# Task goal
Rescale the point coordinates in every row below by a factor of 1.1, rounding each result to the nearest whole number and rounding halves up. Reproduce all the rows in order, with the requests unchanged.

# Extracted data
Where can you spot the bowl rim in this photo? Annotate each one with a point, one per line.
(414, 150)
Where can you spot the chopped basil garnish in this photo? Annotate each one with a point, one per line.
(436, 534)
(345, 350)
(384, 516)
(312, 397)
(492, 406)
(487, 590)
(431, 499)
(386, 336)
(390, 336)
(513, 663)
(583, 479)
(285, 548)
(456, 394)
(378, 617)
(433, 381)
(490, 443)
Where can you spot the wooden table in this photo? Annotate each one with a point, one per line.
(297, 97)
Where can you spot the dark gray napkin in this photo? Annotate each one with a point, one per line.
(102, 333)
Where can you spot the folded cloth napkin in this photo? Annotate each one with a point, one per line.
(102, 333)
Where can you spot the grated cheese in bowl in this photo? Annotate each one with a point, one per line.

# Written response
Where can you spot the bowl rim in this photo? Annotate each one with a point, one per line.
(455, 165)
Where can you spot the chopped basil garnish in this photo? Annotate each one with a point, one per line.
(480, 587)
(380, 385)
(422, 568)
(343, 437)
(541, 447)
(536, 649)
(474, 549)
(425, 370)
(429, 370)
(564, 729)
(641, 527)
(314, 603)
(502, 433)
(416, 679)
(476, 419)
(539, 487)
Where can you spot the wooden table in this photo? Annotate each one with a point, one per line.
(327, 107)
Where can you spot the dark gray napkin in this photo? Annotate each one with a point, one per line.
(112, 366)
Where can you spot the folded cloth napkin in this photo? Annotate each one with a point, one per line.
(112, 366)
Where can you spot the grated cheese in bowl in this photo? Annotate each one with a point, one per line.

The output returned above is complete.